Aim: Gather every line in the rows that contains the string "woman", and copy each one out.

>> Begin The records

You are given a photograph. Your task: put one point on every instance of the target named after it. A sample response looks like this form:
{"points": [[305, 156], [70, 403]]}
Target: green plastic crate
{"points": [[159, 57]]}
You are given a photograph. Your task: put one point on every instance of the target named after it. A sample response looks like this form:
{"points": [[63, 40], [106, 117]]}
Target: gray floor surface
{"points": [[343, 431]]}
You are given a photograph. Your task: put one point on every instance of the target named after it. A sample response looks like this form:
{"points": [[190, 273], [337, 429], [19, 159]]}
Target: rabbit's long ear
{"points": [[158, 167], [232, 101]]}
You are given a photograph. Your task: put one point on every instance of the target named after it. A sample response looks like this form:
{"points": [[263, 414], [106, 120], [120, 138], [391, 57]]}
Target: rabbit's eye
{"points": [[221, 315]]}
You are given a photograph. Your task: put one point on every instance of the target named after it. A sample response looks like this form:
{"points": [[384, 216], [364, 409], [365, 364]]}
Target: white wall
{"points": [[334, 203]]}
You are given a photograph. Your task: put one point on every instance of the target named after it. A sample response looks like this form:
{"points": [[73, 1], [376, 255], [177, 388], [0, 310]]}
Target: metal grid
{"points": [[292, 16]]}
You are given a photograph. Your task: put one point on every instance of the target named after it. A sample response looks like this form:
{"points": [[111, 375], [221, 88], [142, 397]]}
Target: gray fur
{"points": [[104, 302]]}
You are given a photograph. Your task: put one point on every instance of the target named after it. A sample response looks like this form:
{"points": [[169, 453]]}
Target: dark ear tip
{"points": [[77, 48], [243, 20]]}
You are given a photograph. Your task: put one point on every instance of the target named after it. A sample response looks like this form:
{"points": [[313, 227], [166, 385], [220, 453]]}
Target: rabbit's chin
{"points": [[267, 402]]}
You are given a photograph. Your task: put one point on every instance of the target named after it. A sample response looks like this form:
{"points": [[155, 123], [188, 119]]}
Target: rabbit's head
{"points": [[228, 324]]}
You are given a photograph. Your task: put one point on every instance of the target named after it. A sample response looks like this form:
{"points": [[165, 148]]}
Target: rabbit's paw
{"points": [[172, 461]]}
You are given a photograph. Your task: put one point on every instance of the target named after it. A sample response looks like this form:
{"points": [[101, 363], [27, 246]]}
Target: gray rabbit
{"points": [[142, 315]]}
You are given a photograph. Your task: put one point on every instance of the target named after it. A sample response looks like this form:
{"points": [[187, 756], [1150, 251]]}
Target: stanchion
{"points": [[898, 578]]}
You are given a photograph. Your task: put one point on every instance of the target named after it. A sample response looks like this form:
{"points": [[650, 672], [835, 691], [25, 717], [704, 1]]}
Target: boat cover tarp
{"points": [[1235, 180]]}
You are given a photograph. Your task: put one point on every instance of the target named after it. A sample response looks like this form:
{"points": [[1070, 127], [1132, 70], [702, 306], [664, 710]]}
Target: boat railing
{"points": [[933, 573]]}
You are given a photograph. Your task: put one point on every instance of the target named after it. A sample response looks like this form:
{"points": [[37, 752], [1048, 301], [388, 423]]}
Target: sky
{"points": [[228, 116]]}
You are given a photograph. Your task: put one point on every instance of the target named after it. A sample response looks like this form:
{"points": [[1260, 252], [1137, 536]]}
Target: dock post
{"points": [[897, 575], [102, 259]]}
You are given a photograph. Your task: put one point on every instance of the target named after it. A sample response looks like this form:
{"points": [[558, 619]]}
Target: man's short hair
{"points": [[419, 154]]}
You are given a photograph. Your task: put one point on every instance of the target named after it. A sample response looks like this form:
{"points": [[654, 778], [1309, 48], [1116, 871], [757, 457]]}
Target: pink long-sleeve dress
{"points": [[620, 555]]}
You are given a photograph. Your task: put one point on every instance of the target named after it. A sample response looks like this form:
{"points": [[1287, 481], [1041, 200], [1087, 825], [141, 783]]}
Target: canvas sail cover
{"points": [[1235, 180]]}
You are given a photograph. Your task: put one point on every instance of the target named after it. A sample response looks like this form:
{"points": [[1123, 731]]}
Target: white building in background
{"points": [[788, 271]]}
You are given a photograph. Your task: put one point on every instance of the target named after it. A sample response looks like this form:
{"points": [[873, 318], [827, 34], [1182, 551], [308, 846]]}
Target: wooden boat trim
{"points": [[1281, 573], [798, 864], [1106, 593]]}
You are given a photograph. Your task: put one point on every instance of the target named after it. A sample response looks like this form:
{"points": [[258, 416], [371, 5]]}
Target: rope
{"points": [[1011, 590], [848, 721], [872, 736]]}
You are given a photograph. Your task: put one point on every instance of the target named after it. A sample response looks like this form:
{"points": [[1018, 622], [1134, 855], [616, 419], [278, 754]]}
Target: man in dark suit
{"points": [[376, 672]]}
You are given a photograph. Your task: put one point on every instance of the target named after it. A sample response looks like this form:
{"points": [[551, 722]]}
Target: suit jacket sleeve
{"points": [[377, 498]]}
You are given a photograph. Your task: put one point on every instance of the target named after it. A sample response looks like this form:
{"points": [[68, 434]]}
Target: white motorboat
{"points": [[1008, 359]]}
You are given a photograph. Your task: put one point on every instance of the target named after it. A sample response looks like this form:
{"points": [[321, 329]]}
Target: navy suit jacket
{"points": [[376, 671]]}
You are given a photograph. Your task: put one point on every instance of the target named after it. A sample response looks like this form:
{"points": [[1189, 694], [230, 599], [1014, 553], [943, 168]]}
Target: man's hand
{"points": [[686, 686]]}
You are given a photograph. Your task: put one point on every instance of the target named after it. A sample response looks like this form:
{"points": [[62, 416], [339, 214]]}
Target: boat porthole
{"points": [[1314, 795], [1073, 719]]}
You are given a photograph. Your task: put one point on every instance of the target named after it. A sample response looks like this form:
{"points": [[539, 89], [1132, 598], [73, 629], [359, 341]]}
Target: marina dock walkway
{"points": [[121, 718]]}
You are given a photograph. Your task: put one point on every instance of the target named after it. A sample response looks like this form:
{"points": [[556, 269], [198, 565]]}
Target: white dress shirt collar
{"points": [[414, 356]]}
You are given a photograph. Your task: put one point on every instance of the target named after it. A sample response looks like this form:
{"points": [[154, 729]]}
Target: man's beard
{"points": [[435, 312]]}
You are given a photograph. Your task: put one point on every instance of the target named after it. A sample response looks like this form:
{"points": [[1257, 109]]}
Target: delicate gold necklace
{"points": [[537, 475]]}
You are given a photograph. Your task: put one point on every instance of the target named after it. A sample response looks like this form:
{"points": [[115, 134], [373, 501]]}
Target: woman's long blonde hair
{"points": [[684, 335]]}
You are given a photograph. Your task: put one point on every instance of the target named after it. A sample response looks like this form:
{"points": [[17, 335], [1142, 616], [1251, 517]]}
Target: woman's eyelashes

>> End The records

Problem solution:
Target: woman's long blonde hair
Target: woman's eyelashes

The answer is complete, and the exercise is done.